↓↓↓

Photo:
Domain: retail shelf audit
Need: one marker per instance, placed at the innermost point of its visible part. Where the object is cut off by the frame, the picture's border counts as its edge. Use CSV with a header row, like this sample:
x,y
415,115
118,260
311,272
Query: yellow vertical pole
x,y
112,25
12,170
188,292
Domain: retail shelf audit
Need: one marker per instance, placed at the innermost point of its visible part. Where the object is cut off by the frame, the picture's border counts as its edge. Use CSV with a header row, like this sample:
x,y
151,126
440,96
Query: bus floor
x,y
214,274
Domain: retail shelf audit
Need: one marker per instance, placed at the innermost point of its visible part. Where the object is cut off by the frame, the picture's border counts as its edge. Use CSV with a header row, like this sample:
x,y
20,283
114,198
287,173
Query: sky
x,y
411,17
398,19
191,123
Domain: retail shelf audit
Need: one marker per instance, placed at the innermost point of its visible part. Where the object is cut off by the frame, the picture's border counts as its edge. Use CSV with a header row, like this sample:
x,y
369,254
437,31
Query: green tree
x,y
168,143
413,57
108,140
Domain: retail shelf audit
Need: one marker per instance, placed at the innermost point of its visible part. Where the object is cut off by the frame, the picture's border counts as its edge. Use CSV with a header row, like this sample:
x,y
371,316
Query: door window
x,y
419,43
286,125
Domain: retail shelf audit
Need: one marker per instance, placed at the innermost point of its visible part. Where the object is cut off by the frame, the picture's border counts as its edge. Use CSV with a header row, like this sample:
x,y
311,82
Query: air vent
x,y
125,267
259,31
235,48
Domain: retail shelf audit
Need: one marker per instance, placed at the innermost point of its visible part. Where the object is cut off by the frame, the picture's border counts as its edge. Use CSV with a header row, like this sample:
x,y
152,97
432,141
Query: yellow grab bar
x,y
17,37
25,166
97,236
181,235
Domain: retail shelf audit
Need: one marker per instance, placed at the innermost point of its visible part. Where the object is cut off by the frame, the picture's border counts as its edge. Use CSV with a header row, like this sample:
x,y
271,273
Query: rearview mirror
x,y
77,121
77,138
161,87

↑↑↑

#### Exercise requirements
Output the listing above word for word.

#### Solution below
Photo:
Domain: retail shelf audit
Need: one marker per instance, placed at the innermost point of its visible part. Where the object is cut off by the frame, the picture's border counts as its edge. Use CSV with a header row, like this sample:
x,y
415,115
118,260
311,272
Query: yellow vertical pole
x,y
112,25
12,170
188,292
Domain: retail shelf audit
Need: one marker per instance, placed at the innermost point of its visible part. Where the object is cut off by the frame, the picture's border counts as its edge. Use CSV with a header row, like this sample:
x,y
151,126
440,96
Query: bus floor
x,y
214,274
Domain: retail shelf audit
Need: one marker per instance, placed at the innermost point of its visible part. Where the object is cut off by the frame, the picture's border counts as its edge. Use CSV with a header row, like this sample:
x,y
20,283
114,198
287,173
Query: sky
x,y
411,17
398,19
191,123
Domain: retail shelf audit
Need: one marker per instance, placed at the innermost point of its visible part. Where the object is cut off by the frame, the picture's border counts as its edge. Use CSV with a header row, like this sample:
x,y
369,254
437,31
Query: green tree
x,y
168,143
413,57
108,140
Domain: retail shelf audit
Need: one marker per instance, placed at the innermost point of its visible part. Where the object is cut off by the frame, the picture's border counts as its edge. Use CSV with a header row, like this sample:
x,y
371,316
Query: door window
x,y
419,43
286,125
Domain: retail shelf audit
Need: one marker per instance, placed at the innermost point of its visible part. Where the object is cut off by the frame, the picture's border counts as its edge. Use CSV with a header row, like this sample:
x,y
311,82
Query: air vent
x,y
125,267
259,31
235,48
Domain: retail shelf audit
Need: one marker per instance, placed at the innermost point of its visible part. Where the object is cut off by the frame, the picture's border counts as its edge. Use CSV with a header row, like this sample:
x,y
152,97
432,141
Query: yellow grab bar
x,y
17,37
25,166
97,236
181,235
Domain: retail shelf audit
Need: one marker per instance, placed at the innermost point of its visible part. Where the object is cut off by the frame, the picture's border counts as its edge. Use CSV with a header row, like this sample:
x,y
271,273
Query: rearview mirror
x,y
77,121
77,138
161,87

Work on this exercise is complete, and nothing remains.